§ Action item: Provide again, from the entries below, every line from the one containing "For the dataset, tag each instance of the dirt" through the one containing "For the dataset, tag each instance of the person", exactly as written, and no other line.

§ Provided material:

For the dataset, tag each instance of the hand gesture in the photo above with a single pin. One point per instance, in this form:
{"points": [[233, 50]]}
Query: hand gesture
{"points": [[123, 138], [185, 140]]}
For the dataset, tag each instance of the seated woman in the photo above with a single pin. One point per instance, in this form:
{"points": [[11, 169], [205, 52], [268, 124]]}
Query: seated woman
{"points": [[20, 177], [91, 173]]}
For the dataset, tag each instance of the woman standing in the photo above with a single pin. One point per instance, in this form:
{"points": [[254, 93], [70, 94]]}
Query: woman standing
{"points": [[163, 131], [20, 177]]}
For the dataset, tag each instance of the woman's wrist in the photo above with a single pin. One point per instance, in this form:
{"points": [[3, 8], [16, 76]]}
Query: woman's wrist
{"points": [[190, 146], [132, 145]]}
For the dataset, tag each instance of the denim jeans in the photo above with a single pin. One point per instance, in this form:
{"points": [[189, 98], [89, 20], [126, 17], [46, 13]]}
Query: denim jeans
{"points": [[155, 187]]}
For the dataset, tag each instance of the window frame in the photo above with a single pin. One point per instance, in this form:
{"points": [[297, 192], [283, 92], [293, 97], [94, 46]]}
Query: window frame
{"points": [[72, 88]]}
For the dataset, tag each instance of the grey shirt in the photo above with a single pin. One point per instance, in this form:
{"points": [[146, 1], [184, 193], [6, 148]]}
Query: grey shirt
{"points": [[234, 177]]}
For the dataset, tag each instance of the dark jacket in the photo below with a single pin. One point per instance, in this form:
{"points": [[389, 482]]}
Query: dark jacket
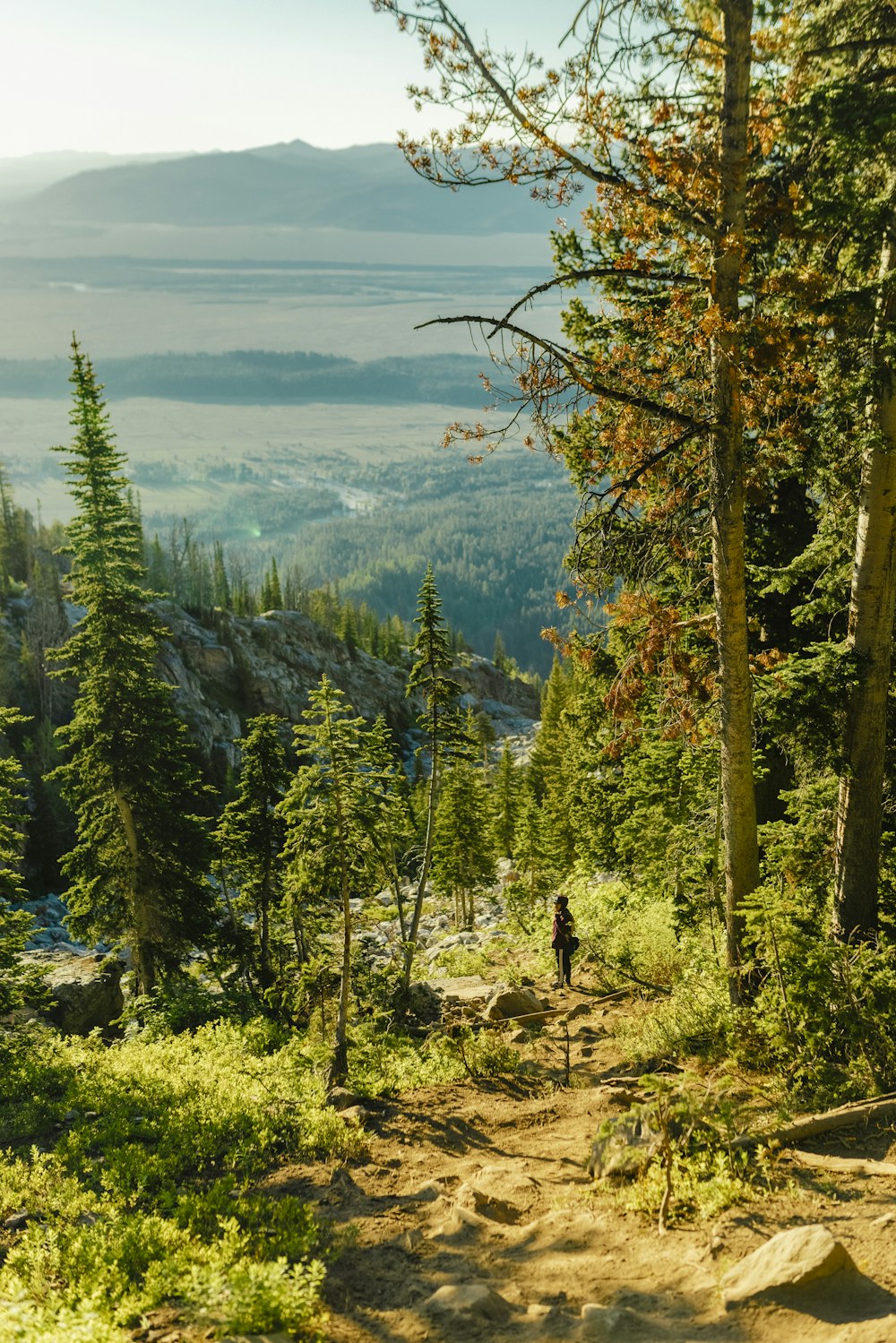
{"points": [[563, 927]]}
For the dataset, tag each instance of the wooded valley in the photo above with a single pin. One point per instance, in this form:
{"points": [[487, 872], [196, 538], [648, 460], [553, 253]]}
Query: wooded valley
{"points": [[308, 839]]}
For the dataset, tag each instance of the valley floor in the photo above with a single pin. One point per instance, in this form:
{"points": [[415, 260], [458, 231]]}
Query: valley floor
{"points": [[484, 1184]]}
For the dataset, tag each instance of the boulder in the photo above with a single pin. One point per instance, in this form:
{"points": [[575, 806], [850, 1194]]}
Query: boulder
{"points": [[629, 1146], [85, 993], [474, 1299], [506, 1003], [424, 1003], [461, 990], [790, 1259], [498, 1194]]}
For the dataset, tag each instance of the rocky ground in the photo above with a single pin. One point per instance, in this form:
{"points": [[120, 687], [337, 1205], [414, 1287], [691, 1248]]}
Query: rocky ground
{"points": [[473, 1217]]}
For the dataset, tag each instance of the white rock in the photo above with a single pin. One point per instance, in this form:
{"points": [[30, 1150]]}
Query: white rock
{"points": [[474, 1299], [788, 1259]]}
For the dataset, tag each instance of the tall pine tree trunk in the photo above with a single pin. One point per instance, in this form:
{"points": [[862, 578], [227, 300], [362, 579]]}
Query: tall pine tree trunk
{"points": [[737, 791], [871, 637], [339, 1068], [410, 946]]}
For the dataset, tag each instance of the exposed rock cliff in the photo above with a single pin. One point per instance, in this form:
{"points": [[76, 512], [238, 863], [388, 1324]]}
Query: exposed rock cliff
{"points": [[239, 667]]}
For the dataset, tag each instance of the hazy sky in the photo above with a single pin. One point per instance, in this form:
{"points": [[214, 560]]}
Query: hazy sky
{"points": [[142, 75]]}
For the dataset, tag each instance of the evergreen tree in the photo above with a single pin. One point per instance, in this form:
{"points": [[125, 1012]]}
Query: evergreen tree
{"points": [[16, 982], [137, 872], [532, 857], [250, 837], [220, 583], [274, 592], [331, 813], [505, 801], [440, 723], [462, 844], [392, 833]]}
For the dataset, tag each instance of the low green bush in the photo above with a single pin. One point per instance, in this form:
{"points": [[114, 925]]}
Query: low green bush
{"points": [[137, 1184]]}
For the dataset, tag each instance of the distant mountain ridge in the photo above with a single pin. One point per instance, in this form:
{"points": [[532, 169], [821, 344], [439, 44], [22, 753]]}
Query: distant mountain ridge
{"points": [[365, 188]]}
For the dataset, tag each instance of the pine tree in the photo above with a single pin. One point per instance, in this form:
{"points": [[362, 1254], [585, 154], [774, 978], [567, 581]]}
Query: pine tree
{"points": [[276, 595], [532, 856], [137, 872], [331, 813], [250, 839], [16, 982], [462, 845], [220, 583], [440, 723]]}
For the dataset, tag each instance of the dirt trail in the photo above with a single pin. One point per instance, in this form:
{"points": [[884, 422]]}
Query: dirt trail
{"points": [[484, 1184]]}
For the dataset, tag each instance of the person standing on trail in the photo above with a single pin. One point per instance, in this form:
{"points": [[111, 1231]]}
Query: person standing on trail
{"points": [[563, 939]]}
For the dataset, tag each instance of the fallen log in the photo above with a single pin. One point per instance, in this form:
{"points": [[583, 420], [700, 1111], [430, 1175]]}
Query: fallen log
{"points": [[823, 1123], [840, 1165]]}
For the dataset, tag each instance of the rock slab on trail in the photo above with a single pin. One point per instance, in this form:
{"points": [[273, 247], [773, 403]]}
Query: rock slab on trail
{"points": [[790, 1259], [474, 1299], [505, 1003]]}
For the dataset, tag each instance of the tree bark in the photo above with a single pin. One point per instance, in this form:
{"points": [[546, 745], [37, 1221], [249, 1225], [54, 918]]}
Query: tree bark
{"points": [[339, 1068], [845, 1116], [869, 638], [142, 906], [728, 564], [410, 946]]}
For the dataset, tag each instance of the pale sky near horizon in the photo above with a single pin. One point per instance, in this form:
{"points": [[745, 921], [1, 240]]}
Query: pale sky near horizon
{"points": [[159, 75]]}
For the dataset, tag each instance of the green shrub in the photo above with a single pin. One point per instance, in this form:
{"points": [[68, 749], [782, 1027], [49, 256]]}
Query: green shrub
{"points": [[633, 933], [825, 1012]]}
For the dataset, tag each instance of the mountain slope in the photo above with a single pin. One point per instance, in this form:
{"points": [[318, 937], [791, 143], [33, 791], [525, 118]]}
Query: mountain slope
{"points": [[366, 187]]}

---

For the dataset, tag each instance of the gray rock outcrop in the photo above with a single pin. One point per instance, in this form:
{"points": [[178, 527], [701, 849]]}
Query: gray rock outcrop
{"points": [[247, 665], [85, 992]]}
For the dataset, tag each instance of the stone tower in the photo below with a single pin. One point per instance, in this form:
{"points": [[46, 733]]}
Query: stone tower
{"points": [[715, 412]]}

---

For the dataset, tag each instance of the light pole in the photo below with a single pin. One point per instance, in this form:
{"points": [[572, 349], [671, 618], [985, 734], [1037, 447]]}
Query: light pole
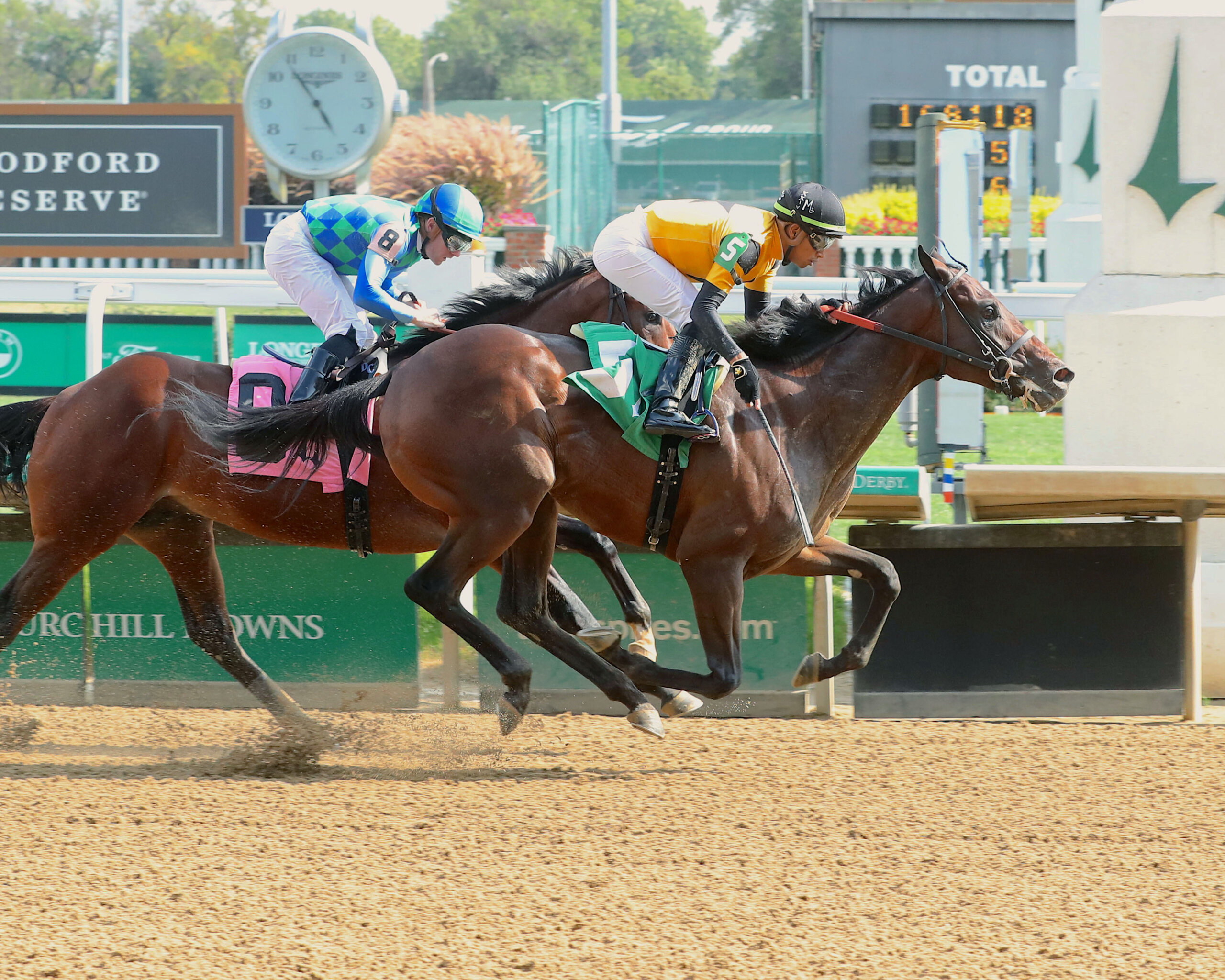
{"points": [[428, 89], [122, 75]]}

§ Answer for the task:
For the dataset, tag each instance of the dirt trail in the photo above with a single pin. One point per instance, in this form:
{"points": [[884, 422]]}
Query: dirt trail
{"points": [[484, 1184]]}
For the dataset, tag each instance of the person standing on trail in the photo above with a single pin. One point per instance, in this form:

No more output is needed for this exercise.